(Task description):
Copy all of the material below line for line, without changing a single character.

Rows taken from a pointing dataset
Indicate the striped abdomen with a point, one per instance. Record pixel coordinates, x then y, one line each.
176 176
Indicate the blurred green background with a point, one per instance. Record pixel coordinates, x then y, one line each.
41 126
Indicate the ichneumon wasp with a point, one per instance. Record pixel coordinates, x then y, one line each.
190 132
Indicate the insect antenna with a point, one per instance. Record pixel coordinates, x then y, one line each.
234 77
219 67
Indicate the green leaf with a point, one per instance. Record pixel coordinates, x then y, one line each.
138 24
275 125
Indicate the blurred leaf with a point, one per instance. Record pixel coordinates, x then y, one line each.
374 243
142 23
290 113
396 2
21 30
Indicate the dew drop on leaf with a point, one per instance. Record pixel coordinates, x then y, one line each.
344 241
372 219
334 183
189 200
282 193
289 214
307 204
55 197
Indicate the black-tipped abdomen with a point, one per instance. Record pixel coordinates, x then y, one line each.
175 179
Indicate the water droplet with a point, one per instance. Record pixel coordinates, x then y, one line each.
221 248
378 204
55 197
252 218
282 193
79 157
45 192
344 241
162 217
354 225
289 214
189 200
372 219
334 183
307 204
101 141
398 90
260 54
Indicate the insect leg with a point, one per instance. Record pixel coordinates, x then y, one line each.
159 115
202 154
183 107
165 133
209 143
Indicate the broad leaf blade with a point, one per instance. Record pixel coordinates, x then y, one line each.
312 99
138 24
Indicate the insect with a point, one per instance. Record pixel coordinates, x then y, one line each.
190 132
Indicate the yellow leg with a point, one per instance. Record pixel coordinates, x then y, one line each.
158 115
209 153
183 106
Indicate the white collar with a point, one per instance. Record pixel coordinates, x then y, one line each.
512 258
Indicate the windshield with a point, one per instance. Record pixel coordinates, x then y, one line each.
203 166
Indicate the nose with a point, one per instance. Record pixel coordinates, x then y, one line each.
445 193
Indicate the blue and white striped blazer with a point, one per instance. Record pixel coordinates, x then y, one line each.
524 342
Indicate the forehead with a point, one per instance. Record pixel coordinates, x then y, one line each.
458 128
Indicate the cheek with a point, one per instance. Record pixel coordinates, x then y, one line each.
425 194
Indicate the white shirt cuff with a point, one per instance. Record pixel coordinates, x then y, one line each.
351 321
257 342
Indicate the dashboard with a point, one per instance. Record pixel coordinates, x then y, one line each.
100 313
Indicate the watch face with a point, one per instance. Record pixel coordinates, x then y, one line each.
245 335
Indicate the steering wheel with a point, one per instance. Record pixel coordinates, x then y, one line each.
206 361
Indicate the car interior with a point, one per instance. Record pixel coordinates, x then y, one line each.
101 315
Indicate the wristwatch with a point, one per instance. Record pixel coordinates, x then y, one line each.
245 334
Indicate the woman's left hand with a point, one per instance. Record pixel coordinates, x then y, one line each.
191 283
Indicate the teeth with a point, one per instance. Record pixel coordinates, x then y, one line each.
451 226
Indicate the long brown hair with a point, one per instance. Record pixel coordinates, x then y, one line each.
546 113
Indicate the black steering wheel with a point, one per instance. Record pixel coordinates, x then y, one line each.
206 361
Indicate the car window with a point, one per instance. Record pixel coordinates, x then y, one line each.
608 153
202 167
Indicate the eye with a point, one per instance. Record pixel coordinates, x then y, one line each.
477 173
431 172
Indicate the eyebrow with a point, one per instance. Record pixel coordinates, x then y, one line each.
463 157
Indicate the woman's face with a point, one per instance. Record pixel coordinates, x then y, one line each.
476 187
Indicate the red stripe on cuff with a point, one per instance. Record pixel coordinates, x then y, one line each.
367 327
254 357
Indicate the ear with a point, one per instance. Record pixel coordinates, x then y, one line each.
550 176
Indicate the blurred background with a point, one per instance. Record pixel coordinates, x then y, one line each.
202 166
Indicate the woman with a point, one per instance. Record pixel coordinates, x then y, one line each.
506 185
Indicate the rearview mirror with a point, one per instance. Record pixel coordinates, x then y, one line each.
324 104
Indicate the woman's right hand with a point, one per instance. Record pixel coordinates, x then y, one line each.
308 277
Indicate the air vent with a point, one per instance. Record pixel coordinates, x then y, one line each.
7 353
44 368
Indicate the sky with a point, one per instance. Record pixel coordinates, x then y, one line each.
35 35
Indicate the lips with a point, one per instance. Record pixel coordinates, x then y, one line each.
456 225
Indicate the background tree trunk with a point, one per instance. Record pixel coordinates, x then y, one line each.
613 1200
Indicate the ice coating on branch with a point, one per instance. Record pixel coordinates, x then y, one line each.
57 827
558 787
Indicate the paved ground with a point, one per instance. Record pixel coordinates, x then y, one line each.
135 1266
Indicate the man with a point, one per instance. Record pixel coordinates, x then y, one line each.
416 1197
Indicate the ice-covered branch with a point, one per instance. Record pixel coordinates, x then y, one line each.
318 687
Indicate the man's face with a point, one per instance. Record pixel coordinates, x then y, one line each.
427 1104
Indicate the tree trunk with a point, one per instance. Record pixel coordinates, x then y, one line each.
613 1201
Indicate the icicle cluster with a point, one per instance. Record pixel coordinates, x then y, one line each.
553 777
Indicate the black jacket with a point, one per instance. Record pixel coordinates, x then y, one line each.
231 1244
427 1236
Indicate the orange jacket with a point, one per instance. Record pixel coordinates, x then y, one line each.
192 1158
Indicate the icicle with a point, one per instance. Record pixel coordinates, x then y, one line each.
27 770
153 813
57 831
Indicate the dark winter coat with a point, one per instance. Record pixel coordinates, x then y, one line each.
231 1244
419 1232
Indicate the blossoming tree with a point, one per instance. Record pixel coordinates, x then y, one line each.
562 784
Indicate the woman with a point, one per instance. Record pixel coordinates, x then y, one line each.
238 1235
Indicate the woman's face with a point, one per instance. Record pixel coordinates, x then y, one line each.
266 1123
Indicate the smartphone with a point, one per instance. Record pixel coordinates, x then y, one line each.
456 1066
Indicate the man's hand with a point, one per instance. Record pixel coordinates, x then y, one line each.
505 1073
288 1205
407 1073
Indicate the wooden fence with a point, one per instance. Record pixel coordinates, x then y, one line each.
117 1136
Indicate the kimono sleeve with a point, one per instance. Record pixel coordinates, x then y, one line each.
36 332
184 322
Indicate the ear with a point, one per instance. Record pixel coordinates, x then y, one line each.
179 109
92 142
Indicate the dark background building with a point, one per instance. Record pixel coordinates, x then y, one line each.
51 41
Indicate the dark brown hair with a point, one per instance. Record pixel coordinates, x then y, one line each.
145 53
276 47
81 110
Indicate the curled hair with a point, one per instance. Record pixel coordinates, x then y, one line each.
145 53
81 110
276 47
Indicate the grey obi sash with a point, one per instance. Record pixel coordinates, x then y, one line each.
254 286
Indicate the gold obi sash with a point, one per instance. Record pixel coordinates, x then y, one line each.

(Task answer):
Indicate the striped abdomen with a point, one per instance. Record pixel coordinates, x then y, one line each.
176 176
Indicate the blurred green background with a point, one per instance. Record pixel coordinates, x then y, one line each.
41 126
Indicate the ichneumon wasp with a point, one per instance. Record pixel coordinates, x then y, one line each.
190 132
Indicate the insect antenna with a point, one per instance. Record pixel coordinates, x then y, one line each.
234 77
219 67
Indicate the green leaf with a point, one per instance. Record pixel coordinates, x then y, one line each.
138 24
275 125
Indicate the blurred leaf with a point, one per instance. Record pixel coordinates, x then y, one line each.
374 243
142 23
290 113
396 2
21 30
Indicate the dew drop on leaf with a point, one per instance. Record pixel coordinates, x then y, one line each.
344 241
372 219
334 183
189 200
282 193
289 214
307 204
55 197
Indicate the black-tipped abdomen with a point, one per instance. Record pixel coordinates, x then y, one line each.
175 179
Indicate the water droplet with a point, one per instance. Record pixel coordinates, x then y, one line each.
221 248
378 204
55 197
252 218
282 193
79 157
45 192
344 241
162 217
354 225
289 214
189 200
372 219
334 183
307 204
101 141
398 90
260 54
Indicate the insect leg with a point, one per instance. Record pixel coordinates, x then y, one line each.
159 115
202 154
183 107
165 133
209 143
Indicate the broad leaf blade with a point, one per instance. Record pixel coordinates, x then y, one line each.
312 99
138 24
Indicate the insect with a point, one per instance. Record pixel coordinates, x then y, one line each.
190 132
Indicate the yellow leg with a point, one per instance. Record pixel coordinates, x then y, one line each.
158 115
209 153
183 106
Indicate the white collar with a point, one per instance. Record pixel coordinates, x then y, one line each.
512 258
Indicate the windshield with a point, one per instance. Record pixel coordinates, x then y, one line each.
203 166
Indicate the nose with a point, one per instance. Record pixel coordinates, x then y, one line each.
445 193
Indicate the blue and white striped blazer with a point, one per instance. Record pixel coordinates, x then y, one line each.
524 342
Indicate the forehead with a point, one per instance. Record pixel coordinates, x then y, one line each.
458 128
Indicate the cheek with a point, one per instance. Record pixel coordinates, x then y, one line each.
425 194
Indicate the white shirt cuff with a point, one per instance. Record pixel coordinates, x then y, one line each.
351 321
257 342
Indicate the dashboard with a point, one per instance. Record pixel coordinates, x then y, one line each.
100 313
Indicate the watch face with a point, one per instance. Record pixel coordinates, x then y, one line each.
245 335
Indicate the steering wheel with a point, one per instance. Record pixel coordinates, x then y, one line each.
206 361
Indicate the car interior with a point, one per instance. Record pixel coordinates, x then y, one line each.
101 315
Indicate the wristwatch with a point, one per instance. Record pixel coordinates, x then y, one line each.
245 334
Indicate the woman's left hand with a point, one per instance. Record pixel coordinates, x then y, one line each.
191 283
Indicate the teeth with a point, one per instance. Record pixel coordinates, x then y, one line each.
451 226
Indicate the long brown hair with a point, one per instance. Record pixel coordinates, x then y, one line each.
546 113
Indicate the black steering wheel with a point, one per instance. Record pixel coordinates, x then y, one line each.
206 361
Indicate the car window with a point, one per instance. Record pixel coordinates, x then y, one line each.
608 153
202 167
Indicate the eye with a point, one per instance. Record pixel coordinates, x then y, one line each.
477 173
431 172
Indicate the eyebrow with a point, one per instance. Record pixel coordinates, x then y, one line each.
463 157
Indicate the woman's face with a point, one per instance. Record pixel coordinates, x then y, one line each.
476 187
Indicate the red stripe on cuff with a point, one per instance. Record pixel coordinates, x then y, one line each.
367 327
254 357
Indicate the ear with a point, one per instance. Record pixel coordinates, x then y, one line each.
550 176
Indicate the blurred background with a point, one per instance. Record pixel coordinates, x then y, one line each.
202 166
Indicate the woman with a point, one per instance. Record pixel coordinates, x then y, one line each.
506 185
Indicate the rearview mirror with a point, one per instance. Record pixel coordinates, x then y, one line each.
324 104
Indicate the woman's right hand with a point, one per instance. Record pixel coordinates, x then y, one line each.
308 277
Indicate the air vent with a point, one per instance. Record pixel coordinates, x then y, one line each.
7 353
44 368
Indicate the sky with a point, one per instance. Record pixel coordinates, x then y, one line each.
35 35
Indicate the lips with a point, one per instance. Record pixel coordinates, x then y, one line each.
456 225
Indicate the background tree trunk with a point, one per instance. Record pixel coordinates, x then y, one line each.
613 1200
Indicate the ice coating on branch with a point, one per instance. Record pixel coordinates, x then y, one line each.
57 827
558 787
Indicate the paved ground with a point, one per instance. Record pixel coordinates, x then y, one line each.
135 1266
Indicate the man with a point, one per instance. Record pixel coordinates, x then y, one line each.
416 1197
Indicate the ice-covered branch with a point, one per instance. Record pixel coordinates, x then y, one line each.
318 687
Indicate the man's face with a point, one per instance. Record pixel coordinates, x then y, one line each.
427 1104
Indicate the tree trunk with a point, one per instance. Record pixel coordinates, x then y, one line each.
613 1201
Indicate the icicle cluster with a point, one per instance. Record pixel coordinates, x then y, one line each.
553 777
Indicate the black jacket with a point, one per instance. Record pixel coordinates, x then y, one line each.
231 1244
427 1236
Indicate the orange jacket with a point, one per instance. Record pixel coordinates, x then y, one line each.
192 1158
Indicate the icicle with a point, one per instance. Record pixel coordinates, x then y, one line each.
27 770
153 813
57 831
Indicate the dark winter coat with a point, one per instance. Record pixel coordinates, x then y, one line each.
231 1244
419 1232
Indicate the blossoming tree with a point, one per instance. Record pixel coordinates, x then y, one line each.
562 784
Indicate the woman with a point, one per instance. Record pixel coordinates, x then y, one line each.
238 1235
Indicate the woman's face with a point, one per instance. Record pixel coordinates, x then y, one line each.
266 1123
Indicate the smartphone with a point, one per instance. Record pixel coordinates, x then y, one line each.
456 1066
Indicate the man's hand with a point, one per instance. Record pixel coordinates, x then y, one line each.
505 1073
288 1205
407 1073
Indicate the wooden fence with a point, one per instance. Record pixel coordinates, x then y, one line each.
117 1136
Indicate the kimono sleeve with a point, one per instance. Record pixel coordinates, x then y, one line each.
36 332
184 322
Indicate the ear with a point, one per instance. Record pixel coordinates, x then y, one line each.
179 109
92 142
Indicate the dark background building with a point, one per instance. Record pixel coordinates, x then y, one line each.
51 41
Indicate the dark brown hair with a point, one per instance. Record pixel coordinates, x then y, one line each.
145 53
276 47
81 110
Indicate the curled hair with a point, one per instance. Record pixel coordinates, x then y, one line each.
145 53
81 110
276 47
Indicate the grey obi sash with a point, one per instance. Record pixel coordinates, x then y, one line each.
254 286
Indicate the gold obi sash with a point, one per instance. Record pixel coordinates, x then y, one line each.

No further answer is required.